# READING PASSAGE:
┏━━

For John Townsend, contraception is like food: It’s in every culture and there are different ways to have it.
Townsend is the vice president at Population Council overseeing its program work on reproductive health and family planning. The nonprofit is known for developing the very first long-acting birth control implant, Norplant. This November marks 30 years since the product won its first approval in Finland.
Although providing access to contraceptives remains a challenge, family planning use has gone a long way from half a century ago. Townsend estimates that back then family planning prevalence was about 5 percent; now it’s close to 60 percent globally.
Expanding further, though, requires more than just investment, particularly in the least-developed countries.
“The standard story is about the economist who assumes that once the analysis is done, people will make those investments,” Townsend told Devex. “Well, I think in the least developed countries, those things are much more cumbersome, both because of entrenched interests and because they don’t’ have efficient systems to provide care.”
We spoke with Townsend as global leaders met in New York to deliberate guidance for the development framework after 2015, which he hopes would eventually include expanding coverage on lifesaving commodities such as contraceptives. Here are a few excerpts:
What do you see would be the biggest game changer in the area of family planning?
I think there are a couple of things that are on the road.
I think we will be looking increasingly at postpartum services – if a woman is coming into a facility as increasingly they are or even having a birth at home, understanding the benefits of spacing the birth for her health and the child’s health and survivability. That’s a concept that we did research on probably 35 years ago, so we know it’s feasible but the systems weren’t set up. Things were pretty much in silo. The maternal health and child health people were in one silo and were quite differentiated, and family planning was another, and everybody was trying to work like this. I think we’ll see increasingly integration and the first place would probably be around maternal, postpartum family planning, improving the survivability of the child.
I think we’ll probably see, in the toughest places, more mobile services, so with push toward equity, making sure services get out to people and we’ll see it for a couple of reasons. One, you’ll see fast uptake which is what everyone wants to see, including governments. And it’s something that you could do in many different ways. So mobile isn’t necessarily sending a mobile hospital van. In some places, it’s done with somebody on a moped or a bicycle or a cart, making sure services get out there. That will clearly increase dramatically.
I think you’ll see more public-private [models] like social franchising that’s been a model that’s been good for food. We could buy Peruvian chicken here in New York as easily as we can get anything else. So understanding how franchises work and what motivates them and what’s the benefit of providing … services in general, and family planning specifically [would be another potential source of innovation].

┗━━

# GIVEN RECORDS:
┏━━

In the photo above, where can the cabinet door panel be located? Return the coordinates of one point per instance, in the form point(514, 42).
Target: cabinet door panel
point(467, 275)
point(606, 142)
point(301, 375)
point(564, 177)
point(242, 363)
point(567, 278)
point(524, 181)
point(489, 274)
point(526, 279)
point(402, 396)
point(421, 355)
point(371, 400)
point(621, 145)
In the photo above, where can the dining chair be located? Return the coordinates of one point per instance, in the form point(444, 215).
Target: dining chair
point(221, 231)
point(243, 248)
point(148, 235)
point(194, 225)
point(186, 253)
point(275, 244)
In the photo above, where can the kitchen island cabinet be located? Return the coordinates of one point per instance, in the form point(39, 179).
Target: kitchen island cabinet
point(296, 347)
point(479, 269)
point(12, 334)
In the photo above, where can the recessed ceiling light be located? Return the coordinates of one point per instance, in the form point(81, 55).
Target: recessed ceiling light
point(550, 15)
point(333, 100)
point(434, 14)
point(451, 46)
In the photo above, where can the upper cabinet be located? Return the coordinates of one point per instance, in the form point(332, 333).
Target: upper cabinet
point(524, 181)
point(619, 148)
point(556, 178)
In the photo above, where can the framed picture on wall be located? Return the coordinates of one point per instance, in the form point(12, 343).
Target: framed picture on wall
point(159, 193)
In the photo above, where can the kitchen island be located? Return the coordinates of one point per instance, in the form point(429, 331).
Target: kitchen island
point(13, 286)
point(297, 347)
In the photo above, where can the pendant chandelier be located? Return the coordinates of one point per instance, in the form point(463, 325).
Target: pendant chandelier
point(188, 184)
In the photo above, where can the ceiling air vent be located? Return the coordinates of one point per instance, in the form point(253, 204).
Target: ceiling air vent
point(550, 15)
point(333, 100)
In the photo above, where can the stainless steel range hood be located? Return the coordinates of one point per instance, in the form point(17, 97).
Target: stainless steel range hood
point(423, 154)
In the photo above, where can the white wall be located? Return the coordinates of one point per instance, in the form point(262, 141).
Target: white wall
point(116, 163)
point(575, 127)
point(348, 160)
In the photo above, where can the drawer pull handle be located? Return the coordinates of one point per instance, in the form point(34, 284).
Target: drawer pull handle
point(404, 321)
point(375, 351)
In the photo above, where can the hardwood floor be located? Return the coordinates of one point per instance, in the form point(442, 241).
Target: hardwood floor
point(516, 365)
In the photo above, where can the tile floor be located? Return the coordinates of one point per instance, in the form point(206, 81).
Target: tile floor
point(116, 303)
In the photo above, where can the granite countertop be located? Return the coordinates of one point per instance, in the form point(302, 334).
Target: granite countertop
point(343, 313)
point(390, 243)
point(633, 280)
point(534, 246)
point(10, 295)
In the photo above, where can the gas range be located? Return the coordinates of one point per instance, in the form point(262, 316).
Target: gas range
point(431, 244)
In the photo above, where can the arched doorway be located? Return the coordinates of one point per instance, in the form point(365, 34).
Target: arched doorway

┗━━
┏━━

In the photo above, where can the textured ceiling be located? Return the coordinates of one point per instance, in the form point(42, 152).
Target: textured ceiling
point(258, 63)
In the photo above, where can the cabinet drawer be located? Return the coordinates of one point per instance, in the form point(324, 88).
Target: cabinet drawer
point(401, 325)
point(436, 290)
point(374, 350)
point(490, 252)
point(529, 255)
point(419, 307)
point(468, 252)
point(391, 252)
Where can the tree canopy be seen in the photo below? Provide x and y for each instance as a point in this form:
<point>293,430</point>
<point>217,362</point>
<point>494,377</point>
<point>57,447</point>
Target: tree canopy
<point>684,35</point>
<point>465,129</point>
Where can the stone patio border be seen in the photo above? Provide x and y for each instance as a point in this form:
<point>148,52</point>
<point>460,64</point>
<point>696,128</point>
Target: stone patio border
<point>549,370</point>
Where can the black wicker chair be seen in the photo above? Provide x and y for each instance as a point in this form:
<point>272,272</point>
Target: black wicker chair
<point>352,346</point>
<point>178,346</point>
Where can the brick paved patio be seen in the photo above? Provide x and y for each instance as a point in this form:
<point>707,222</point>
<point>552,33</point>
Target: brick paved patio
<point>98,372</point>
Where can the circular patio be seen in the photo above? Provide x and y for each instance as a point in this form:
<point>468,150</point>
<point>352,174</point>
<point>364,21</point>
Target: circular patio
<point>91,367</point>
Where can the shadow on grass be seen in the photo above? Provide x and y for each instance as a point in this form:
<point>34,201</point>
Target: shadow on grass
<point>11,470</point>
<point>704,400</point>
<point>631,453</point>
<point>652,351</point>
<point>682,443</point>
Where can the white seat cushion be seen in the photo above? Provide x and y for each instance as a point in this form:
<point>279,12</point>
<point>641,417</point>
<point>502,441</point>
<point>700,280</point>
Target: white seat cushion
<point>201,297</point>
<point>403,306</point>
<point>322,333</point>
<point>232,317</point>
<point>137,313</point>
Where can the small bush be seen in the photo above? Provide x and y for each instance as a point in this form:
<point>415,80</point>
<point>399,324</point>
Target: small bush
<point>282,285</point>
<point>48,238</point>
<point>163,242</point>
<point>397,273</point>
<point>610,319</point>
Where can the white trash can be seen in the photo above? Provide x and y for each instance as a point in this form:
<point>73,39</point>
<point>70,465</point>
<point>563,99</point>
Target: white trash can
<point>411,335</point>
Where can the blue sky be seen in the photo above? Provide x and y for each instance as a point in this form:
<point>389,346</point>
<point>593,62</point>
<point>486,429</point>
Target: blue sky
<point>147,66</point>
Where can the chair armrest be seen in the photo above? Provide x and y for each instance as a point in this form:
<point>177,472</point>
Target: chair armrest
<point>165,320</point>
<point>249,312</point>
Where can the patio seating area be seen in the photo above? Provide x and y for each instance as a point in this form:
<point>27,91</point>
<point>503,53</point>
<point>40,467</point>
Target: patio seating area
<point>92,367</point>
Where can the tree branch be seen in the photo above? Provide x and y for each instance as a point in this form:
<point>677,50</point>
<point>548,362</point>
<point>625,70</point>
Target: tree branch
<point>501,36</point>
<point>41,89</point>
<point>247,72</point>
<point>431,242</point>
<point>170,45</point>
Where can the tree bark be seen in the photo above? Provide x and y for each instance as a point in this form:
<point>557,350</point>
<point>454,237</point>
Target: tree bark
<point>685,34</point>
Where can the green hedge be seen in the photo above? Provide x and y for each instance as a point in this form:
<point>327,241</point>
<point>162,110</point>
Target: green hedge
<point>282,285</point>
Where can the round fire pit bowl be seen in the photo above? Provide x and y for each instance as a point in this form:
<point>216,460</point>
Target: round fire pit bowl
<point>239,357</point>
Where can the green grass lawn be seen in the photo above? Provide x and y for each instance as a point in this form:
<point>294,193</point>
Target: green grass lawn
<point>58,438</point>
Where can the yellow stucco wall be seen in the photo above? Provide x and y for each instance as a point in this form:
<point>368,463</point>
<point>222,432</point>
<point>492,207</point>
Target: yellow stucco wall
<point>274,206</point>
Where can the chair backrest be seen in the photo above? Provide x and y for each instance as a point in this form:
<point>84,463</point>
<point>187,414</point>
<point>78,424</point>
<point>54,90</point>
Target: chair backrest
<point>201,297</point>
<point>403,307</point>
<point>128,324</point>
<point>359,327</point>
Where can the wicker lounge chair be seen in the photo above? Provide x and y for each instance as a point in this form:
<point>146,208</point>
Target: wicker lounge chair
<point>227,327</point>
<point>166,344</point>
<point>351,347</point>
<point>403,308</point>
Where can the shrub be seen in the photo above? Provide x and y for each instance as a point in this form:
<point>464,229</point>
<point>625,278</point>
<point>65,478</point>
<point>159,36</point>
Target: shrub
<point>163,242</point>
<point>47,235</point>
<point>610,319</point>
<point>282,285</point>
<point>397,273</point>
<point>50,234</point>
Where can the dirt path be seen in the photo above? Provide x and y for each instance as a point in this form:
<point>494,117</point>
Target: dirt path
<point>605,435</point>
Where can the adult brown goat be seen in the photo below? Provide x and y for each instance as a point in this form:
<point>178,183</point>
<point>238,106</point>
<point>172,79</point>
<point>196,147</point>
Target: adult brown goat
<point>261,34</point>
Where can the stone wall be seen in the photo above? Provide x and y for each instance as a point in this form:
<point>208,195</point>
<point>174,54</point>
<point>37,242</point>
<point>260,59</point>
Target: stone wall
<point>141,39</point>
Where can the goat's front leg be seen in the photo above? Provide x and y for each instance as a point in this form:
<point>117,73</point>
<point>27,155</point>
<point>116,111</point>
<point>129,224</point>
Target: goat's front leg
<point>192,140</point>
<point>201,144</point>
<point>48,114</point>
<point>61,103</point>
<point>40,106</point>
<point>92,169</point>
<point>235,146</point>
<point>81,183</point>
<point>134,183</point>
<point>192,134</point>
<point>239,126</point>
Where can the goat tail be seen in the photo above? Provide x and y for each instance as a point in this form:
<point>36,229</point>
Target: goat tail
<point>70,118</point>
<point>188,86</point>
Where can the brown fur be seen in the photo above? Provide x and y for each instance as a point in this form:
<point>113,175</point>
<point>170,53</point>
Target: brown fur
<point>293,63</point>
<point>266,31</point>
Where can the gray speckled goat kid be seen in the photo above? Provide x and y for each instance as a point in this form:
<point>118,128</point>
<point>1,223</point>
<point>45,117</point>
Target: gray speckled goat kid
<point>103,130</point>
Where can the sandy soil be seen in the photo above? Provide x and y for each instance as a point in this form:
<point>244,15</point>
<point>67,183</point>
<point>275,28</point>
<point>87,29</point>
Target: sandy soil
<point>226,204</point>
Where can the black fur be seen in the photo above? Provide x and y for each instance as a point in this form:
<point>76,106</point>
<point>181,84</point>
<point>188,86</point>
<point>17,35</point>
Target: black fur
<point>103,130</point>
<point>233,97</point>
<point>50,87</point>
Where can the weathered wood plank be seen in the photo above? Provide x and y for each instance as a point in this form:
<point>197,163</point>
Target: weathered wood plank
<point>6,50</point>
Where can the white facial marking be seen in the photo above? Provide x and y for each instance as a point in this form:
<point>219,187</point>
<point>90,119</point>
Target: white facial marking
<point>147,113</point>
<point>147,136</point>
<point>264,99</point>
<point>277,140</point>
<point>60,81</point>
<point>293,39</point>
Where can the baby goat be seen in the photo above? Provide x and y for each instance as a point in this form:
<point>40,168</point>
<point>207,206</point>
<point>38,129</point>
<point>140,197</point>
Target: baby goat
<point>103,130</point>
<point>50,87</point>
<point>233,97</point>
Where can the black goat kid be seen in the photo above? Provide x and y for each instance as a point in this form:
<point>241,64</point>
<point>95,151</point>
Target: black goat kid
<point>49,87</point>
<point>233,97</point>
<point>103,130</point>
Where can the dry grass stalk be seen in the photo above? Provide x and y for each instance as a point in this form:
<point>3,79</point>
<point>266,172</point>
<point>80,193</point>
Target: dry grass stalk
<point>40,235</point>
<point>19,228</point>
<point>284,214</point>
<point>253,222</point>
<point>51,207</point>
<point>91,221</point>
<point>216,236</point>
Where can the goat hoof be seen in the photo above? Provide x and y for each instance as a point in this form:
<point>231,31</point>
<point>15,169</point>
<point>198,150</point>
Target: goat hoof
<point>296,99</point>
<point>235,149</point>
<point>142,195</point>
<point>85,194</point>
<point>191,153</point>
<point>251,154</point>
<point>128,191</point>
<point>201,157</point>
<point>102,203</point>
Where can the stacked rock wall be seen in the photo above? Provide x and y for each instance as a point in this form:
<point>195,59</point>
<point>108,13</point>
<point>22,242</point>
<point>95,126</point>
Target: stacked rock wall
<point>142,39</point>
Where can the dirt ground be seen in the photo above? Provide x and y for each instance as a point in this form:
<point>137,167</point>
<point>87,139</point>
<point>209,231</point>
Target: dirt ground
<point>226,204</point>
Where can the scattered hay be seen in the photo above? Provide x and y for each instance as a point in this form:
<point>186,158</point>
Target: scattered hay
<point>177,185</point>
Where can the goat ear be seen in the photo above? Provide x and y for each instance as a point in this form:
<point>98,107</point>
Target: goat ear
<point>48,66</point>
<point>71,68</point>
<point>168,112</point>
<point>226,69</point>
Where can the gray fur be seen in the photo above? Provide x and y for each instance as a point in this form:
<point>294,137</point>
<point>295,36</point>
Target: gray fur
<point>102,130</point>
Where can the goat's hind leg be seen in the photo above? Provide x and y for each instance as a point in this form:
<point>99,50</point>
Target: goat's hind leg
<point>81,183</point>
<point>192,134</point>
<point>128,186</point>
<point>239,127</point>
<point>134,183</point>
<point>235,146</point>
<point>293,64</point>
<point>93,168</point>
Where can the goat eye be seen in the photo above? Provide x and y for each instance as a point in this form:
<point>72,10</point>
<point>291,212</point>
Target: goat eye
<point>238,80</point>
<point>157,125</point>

┗━━
┏━━

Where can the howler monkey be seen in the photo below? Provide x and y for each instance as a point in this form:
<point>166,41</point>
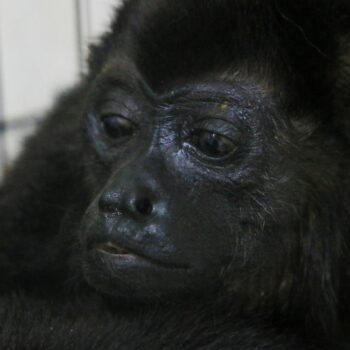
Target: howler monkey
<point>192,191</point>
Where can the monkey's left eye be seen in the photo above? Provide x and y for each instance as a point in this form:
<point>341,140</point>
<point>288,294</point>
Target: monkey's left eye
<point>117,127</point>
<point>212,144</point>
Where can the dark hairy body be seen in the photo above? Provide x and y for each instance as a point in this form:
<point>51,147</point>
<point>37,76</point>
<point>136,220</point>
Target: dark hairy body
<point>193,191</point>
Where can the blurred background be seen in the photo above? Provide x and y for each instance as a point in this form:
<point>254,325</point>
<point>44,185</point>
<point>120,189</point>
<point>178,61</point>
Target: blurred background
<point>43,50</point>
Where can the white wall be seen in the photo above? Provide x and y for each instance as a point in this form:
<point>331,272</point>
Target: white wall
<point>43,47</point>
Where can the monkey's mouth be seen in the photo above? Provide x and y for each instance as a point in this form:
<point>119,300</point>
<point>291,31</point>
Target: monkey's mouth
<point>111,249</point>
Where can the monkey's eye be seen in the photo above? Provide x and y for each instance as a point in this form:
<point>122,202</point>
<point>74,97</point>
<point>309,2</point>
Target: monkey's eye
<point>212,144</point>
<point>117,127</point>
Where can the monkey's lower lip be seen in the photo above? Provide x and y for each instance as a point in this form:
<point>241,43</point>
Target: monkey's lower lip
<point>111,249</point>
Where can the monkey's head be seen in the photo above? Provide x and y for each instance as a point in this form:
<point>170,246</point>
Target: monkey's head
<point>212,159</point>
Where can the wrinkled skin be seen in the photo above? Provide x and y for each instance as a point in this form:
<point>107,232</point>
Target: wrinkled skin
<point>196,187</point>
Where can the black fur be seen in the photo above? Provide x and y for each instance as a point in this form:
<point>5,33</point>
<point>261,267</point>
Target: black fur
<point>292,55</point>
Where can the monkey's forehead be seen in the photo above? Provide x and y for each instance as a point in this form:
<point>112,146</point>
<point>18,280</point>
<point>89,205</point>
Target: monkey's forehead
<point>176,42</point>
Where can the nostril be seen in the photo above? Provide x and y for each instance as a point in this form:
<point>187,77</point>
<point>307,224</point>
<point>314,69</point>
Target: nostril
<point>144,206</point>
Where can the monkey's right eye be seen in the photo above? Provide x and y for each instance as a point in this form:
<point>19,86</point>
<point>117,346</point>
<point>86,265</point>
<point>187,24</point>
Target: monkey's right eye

┗━━

# TASKS:
**1)** Could you extract the part of the family planning interview starting with "I think we will" and going on through "of the child."?
**2)** Do these statements agree with the family planning interview? Answer yes or no for each, and quote the words of the interview that decide it.
(a) Norplant received its first approval in Finland.
(b) Townsend estimates that family planning prevalence today is about 5 percent globally.
(c) Townsend says mobile services mean sending a mobile hospital van.
**3)** Will you proceed with the family planning interview from the point where it stops?

# TASK-BY-TASK OUTPUTS:
**1)**
I think we will be looking increasingly at postpartum services – if a woman is coming into a facility as increasingly they are or even having a birth at home, understanding the benefits of spacing the birth for her health and the child’s health and survivability. That’s a concept that we did research on probably 35 years ago, so we know it’s feasible but the systems weren’t set up. Things were pretty much in silo. The maternal health and child health people were in one silo and were quite differentiated, and family planning was another, and everybody was trying to work like this. I think we’ll see increasingly integration and the first place would probably be around maternal, postpartum family planning, improving the survivability of the child.

**2)**
(a) Yes: "This November marks 30 years since the product won its first approval in Finland."
(b) No: "now it’s close to 60 percent globally."
(c) No: "So mobile isn’t necessarily sending a mobile hospital van."

**3)**
What’s your advice to traditional donors on how to strengthen reproductive health in the developing world?
The advice that I’d give them is, think about what’s needed by 200,000 [women and girls whose lives could be saved during pregnancy and childbirth by 2020 if they have access to affordable reproductive health services]. Don’t think about your last loan cycle.
We really have to think about what do we need to do to get to scale required for the next 50 years, or 70 years. Some of these things are predictable. We know that we’d be more urban. We know the workforce would be more differentiated. … We have to figure out what are those things [that will happen in the future] and build back what we need to do. I think that’s something that’s difficult to predict in the future in many areas but in the area of family planning and population growth, we have pretty much confidence of the scale of it. So we have to figure out how we build back from there.
Do you expect more collaboration with the Catholic Church on reproductive health under Pope Francis, who many deem to be more open-minded about social issues?
I don’t think so. He says, “Who am I to judge?” I think those were his words. And I think he’s looking for individuals to begin to use their conscience.
I don’t see the Catholic Church moving quickly. It took them almost 400 years to declare one of the founders of our global view [Galileo] as not innocent but not guilty or insufficient evidence [of heresy].
So I think we’re best served when religion deals with issues that relate to people’s identity, cohesiveness, protection. And we have a church in many countries that provides lots of health care when the public sector is not doing it.
To the extent that they [the Catholic Church] limit people’s choices is not a good idea. To the extent that they allow people, together with their own religious faith, their sources of information around health, they make their own decision that’s compatible with U.S. law and international ethics and good practice.
Eliza Villarino contributed reporting.